- Goal: Please arrange the items below as a numbered list, leaving out any blank lines.

————————

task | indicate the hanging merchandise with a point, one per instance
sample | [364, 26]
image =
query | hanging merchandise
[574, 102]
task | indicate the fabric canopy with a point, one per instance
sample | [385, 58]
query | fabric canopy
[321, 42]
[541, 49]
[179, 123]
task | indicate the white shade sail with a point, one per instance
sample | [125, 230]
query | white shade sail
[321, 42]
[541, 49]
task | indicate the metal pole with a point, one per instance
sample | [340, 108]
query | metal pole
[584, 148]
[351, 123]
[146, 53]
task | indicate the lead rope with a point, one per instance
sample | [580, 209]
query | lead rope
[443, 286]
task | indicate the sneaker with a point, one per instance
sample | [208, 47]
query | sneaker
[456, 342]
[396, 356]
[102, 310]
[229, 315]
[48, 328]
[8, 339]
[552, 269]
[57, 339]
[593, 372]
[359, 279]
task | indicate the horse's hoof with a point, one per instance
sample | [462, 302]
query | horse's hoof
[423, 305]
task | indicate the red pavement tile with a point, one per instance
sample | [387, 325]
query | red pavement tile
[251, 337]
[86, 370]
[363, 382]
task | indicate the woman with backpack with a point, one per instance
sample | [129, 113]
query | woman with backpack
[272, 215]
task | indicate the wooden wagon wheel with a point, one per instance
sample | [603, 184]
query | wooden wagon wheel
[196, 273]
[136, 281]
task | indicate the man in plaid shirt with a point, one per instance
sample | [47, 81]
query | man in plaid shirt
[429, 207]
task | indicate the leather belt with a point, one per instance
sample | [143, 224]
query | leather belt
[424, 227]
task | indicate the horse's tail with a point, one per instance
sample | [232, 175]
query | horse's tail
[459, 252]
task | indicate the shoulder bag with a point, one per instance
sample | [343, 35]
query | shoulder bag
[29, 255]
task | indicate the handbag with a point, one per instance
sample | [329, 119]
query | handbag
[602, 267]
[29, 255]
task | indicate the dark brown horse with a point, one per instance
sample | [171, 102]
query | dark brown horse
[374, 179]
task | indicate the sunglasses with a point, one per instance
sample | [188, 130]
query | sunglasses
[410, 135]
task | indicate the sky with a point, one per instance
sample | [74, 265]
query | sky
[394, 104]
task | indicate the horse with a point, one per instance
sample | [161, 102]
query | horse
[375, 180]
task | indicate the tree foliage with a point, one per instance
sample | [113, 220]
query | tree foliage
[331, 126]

————————

- Output of the task:
1. task | indicate the hanging merchandise with a point, one per instance
2. sample | [364, 26]
3. image =
4. query | hanging merchandise
5. [574, 102]
6. task | indicate the fabric canopy with a point, one per instance
7. sample | [385, 58]
8. query | fabric canopy
9. [321, 42]
10. [541, 49]
11. [179, 123]
12. task | indicate the white shade sail with a point, one per instance
13. sample | [125, 230]
14. query | white shade sail
15. [321, 42]
16. [541, 49]
17. task | indicate the metal pole with a point, one per instance
18. sample | [340, 108]
19. query | metal pole
20. [584, 148]
21. [351, 123]
22. [146, 53]
23. task | indicate the lead rope with a point, one per instance
24. sample | [580, 209]
25. query | lead rope
26. [443, 286]
27. task | indicate the sneaker with a point, one per instance
28. sample | [208, 47]
29. query | sneaker
30. [456, 342]
31. [396, 356]
32. [102, 310]
33. [229, 315]
34. [48, 328]
35. [8, 339]
36. [552, 269]
37. [57, 339]
38. [593, 372]
39. [359, 279]
40. task | indicate the horse's hoof with a point, one per instance
41. sample | [462, 302]
42. query | horse's hoof
43. [423, 305]
44. task | indicate the red pavement tile with a point, one per instance
45. sample | [387, 325]
46. query | red pavement tile
47. [251, 337]
48. [86, 370]
49. [363, 382]
50. task | indicate the woman with backpack with a point, one per instance
51. sample | [129, 113]
52. query | woman with backpack
53. [272, 215]
54. task | indicate the wooden wagon wheel with a point, one per instance
55. sample | [603, 184]
56. query | wooden wagon wheel
57. [196, 273]
58. [136, 281]
59. task | indicate the man in plaid shirt with a point, one per instance
60. sample | [47, 81]
61. query | man in plaid shirt
62. [429, 207]
63. task | indicate the leather belt with a point, one per instance
64. sample | [143, 224]
65. query | leather belt
66. [424, 227]
67. task | indicate the horse's tail with a point, one per instance
68. sample | [232, 175]
69. query | horse's tail
70. [459, 252]
71. task | indicate the shoulder bag with a point, one per instance
72. sample | [343, 35]
73. query | shoulder bag
74. [29, 255]
75. task | indicate the handbag with a point, one per instance
76. sample | [329, 119]
77. query | handbag
78. [602, 267]
79. [29, 255]
80. task | indicate the dark brown horse with a point, one per instance
81. sample | [171, 102]
82. query | dark brown horse
83. [374, 179]
84. task | indicate the sunglasses with a point, one per instance
85. sample | [188, 130]
86. query | sunglasses
87. [410, 135]
88. task | indicate the sky with a point, one per instance
89. sample | [74, 265]
90. query | sky
91. [394, 104]
92. task | indicate the horse with a point, one per instance
93. sample | [161, 102]
94. query | horse
95. [375, 180]
96. task | indicate the tree foliage with a point, one per instance
97. sample | [113, 220]
98. query | tree foliage
99. [331, 126]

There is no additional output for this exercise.